WASHINGTON, DC: It was when children at the school she runs began painting ambulances, hospitals and dead bodies in the art class that Bushra Hyder decided it was time to actively work towards healing. It was 2009, and there were blasts in her city Peshawar almost on a daily basis. Everyone was traumatised. Those who could, moved to Islamabad, or abroad.
“The violence affected the people of Khyber-Pakhtunkhwa socially and psychologically,” she said, speaking at a seminar at the United States Institute for Peace (USIP) on Tuesday. “People lost businesses and loved ones. Blood and death was brought to our doorstep. All this violence really took a toll on the children. Boys played war games, and parents told me their daughters were mangling dolls’ limbs like victims of bomb blasts.”
Hyder began holding counselling sessions for the students. She developed a peace syllabus for her school and started a children’s club (Peace Angels) and a mothers’ club (Mothers of Change) for women who were victims of extreme violence. Peace Angels visit to hospitals and orphanages, “to meet those most affected by the violence and see for themselves the results”. The mothers come to the school to talk to students about the their own experiences and “how to get rid of the hatred”.
The USIP panel discussion, co-sponsored by The Institute for Inclusive Security, highlighted the work of Hyder and other women from Amn-o-Nisa (peace and women), also known as the Pakistan Women’s Coalition Against Extremism, formed in April 2011. The 20 women who came together in this voluntary coalition have been working for years on these issues.
“Amn-o-Nisa is a platform for us to do collectively what we were doing on an individual basis,” Hyder, who also hosts a talk show on Khyber TV, said in an interview after the seminar.Coalition coordinator, academic turned activist Mossarat Qadeem, rehabilitates and de-radicalises young boys and women who have been pushed or driven into the Taliban fold.
The US Embassy in Islamabad supported the travel of 12 women from the coalition to visit the United States in order to meet policy-makers and activists and discuss issues of peace and security. Their Washington schedule included meetings with Ambassador Robin Raphel, Coordinator for Non-Military Assistance to Pakistan, Senator Barbara Boxer (D-CA), Nancy Pelosi (D - CA) and Ambassador Daniel Benjamin, Ambassador-at-Large for Bureau of Counterterrorism.

Data:
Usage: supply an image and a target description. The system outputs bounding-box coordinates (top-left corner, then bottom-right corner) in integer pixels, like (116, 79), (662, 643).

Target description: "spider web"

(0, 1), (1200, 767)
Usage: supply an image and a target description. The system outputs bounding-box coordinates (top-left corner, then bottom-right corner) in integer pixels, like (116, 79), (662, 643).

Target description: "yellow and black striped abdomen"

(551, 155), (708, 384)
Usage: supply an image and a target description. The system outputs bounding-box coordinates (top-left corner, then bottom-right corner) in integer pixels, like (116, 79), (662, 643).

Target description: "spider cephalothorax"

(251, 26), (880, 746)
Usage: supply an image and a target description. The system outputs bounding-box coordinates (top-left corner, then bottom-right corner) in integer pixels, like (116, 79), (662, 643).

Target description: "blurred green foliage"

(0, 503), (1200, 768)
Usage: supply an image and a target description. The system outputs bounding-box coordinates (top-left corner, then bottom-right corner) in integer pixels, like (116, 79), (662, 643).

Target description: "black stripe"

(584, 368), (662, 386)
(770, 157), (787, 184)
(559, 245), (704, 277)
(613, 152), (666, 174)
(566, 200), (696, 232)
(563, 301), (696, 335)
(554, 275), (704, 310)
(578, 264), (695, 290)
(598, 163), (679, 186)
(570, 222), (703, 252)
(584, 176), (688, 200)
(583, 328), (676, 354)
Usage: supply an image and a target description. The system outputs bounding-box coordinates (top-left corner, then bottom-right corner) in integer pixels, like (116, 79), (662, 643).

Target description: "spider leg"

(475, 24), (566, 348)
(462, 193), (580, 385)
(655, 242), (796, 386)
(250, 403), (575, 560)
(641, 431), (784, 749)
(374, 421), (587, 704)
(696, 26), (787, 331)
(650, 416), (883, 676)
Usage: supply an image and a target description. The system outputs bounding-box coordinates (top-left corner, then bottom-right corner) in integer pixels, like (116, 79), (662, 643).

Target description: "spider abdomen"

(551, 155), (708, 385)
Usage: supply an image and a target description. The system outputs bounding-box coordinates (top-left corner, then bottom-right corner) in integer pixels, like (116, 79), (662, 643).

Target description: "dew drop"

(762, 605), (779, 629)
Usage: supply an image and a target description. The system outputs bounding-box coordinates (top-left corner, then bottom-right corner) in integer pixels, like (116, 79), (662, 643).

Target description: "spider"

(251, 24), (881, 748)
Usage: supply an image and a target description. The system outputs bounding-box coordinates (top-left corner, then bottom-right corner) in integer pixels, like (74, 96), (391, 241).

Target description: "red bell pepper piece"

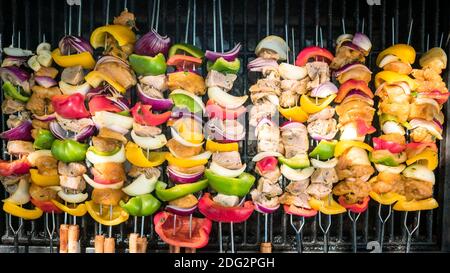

What to produce:
Reproduce the article about Amn-o-Nisa word for word from "The USIP panel" to "on these issues.". Rely only on the article about Amn-o-Nisa, not on the entries.

Answer to the problem:
The USIP panel discussion, co-sponsored by The Institute for Inclusive Security, highlighted the work of Hyder and other women from Amn-o-Nisa (peace and women), also known as the Pakistan Women’s Coalition Against Extremism, formed in April 2011. The 20 women who came together in this voluntary coalition have been working for years on these issues.